* [Set problem A] List every line in the records below that contains the word "floor", copying each line in full.

* [Document segment]
********************
# So, I think I’ve made my decision…maybe?



## msquire (Dec 27, 2021)

Hi all, new member here so thanks in advance for welcoming me and for all your advice!

I've been a longtime pour over brewer with all the usual v60/ Aeropress/ Kalita Wave brewers and now decided it is time to get into the rabbit hole of home espresso making. I'll mainly be the only one using it on a daily basis (OH isn't really into coffee) and likely will be doing 3-4 shots a day, maybe with 1 or 2 being a milk drink. We don't often have people round for coffee, in the last 6 months I bet I've made 2 cups of coffee at once less than a handful of times.

I've spent a while researching forums, reviews and YT video's and although it sometimes feels like the more you read the harder the decision gets, I keep coming round to getting a Gaggia Classic Pro. I have about £200 of vouchers with work that I can use at "commercial" shops so I could get it from somewhere like Selfridges for about £250 - which feels like a bit of a no-brainier.
********************
* [Given data]

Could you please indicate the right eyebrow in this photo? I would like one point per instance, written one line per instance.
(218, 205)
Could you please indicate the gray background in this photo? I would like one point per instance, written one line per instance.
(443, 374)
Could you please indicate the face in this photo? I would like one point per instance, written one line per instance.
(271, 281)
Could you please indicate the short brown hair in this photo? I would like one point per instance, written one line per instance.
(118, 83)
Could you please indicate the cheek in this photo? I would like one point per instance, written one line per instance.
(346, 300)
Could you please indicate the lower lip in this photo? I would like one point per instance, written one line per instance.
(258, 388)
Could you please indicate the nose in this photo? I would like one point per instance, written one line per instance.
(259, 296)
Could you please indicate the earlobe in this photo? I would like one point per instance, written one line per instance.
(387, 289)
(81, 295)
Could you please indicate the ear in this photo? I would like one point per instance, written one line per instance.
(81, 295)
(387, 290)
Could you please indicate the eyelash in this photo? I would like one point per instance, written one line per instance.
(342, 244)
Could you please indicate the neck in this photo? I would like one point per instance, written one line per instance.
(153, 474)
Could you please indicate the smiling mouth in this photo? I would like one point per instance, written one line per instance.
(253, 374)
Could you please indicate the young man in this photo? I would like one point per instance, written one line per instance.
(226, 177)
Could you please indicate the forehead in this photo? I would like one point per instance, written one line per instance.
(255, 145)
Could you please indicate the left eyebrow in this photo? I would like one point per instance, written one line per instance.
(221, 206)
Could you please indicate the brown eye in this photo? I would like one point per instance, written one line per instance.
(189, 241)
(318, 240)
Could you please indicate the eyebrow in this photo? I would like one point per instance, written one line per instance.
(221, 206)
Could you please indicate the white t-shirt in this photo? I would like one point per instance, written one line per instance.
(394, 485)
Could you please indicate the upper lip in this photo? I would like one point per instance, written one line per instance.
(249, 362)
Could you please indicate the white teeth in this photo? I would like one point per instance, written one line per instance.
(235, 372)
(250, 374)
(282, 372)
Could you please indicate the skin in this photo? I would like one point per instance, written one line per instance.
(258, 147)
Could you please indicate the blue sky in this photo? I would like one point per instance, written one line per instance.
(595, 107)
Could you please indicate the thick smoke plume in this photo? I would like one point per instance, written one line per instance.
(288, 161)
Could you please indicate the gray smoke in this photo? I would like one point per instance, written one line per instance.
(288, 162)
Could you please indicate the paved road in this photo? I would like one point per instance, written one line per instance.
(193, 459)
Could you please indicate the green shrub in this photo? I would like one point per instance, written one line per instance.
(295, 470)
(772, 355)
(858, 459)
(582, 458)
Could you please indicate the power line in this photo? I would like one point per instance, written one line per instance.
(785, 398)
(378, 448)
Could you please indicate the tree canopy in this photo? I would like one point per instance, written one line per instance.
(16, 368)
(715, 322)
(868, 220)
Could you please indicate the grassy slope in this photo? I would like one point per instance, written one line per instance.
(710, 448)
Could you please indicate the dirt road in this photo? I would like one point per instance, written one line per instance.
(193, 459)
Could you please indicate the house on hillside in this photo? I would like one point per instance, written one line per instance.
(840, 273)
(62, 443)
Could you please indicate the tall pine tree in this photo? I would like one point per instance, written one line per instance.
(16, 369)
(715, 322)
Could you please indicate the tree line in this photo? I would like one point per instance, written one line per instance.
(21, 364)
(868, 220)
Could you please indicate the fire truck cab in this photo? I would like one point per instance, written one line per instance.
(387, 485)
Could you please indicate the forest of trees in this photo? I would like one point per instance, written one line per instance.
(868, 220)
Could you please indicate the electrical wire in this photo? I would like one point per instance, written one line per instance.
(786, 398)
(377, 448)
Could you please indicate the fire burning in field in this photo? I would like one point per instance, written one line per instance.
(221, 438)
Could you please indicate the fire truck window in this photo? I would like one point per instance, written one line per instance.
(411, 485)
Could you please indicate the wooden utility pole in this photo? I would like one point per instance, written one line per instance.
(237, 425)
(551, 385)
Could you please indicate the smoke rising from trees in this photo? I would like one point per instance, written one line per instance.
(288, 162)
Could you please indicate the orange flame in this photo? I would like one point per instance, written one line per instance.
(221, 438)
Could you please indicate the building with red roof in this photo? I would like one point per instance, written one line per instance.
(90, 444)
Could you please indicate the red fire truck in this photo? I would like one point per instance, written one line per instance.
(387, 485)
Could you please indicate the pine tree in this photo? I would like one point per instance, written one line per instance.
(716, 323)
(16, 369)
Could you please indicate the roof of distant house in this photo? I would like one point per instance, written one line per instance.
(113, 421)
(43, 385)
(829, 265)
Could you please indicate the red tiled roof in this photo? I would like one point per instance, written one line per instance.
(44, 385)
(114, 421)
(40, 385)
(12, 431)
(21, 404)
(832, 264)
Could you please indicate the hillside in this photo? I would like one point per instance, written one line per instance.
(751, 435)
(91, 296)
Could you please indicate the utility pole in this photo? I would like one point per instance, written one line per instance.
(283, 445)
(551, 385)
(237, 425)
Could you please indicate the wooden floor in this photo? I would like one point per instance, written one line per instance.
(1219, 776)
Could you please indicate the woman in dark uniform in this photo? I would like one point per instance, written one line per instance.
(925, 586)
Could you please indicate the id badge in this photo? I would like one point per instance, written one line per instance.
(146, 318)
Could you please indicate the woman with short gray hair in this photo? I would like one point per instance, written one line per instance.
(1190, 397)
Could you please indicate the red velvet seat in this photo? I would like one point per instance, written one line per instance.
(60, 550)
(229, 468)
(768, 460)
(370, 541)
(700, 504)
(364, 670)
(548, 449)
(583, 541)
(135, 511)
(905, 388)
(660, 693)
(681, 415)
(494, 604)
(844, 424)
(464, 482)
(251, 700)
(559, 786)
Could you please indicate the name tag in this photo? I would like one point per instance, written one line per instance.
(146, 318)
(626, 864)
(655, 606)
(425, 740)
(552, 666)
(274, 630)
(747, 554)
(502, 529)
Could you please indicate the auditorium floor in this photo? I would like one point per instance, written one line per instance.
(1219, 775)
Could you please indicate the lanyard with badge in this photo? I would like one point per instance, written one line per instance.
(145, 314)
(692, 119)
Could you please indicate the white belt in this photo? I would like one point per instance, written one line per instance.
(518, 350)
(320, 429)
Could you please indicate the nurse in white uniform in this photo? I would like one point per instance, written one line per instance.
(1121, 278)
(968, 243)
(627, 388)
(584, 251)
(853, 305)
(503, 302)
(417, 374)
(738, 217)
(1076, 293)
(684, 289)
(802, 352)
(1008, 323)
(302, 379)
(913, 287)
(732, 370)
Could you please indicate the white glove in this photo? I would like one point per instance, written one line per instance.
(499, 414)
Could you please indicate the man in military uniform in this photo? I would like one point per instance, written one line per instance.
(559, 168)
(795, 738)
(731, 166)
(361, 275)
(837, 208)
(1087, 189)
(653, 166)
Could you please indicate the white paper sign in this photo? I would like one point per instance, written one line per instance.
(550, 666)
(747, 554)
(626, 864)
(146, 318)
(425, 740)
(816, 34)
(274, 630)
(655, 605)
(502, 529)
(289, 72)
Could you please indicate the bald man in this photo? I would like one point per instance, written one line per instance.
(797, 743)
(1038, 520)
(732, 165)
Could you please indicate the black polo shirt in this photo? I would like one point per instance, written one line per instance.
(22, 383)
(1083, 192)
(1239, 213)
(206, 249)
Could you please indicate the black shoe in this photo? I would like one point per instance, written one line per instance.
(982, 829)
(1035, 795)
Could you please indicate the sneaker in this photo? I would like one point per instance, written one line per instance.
********************
* [Set problem B] Set down, word for word, the part of the espresso forum post above that begins at the words "I've spent a" and stops after "of a no-brainier.".

* [Full output A]
Could you please indicate the wooden floor in this photo? I would like one point per instance, written one line per instance.
Could you please indicate the auditorium floor in this photo? I would like one point per instance, written one line per instance.

* [Full output B]
I've spent a while researching forums, reviews and YT video's and although it sometimes feels like the more you read the harder the decision gets, I keep coming round to getting a Gaggia Classic Pro. I have about £200 of vouchers with work that I can use at "commercial" shops so I could get it from somewhere like Selfridges for about £250 - which feels like a bit of a no-brainier.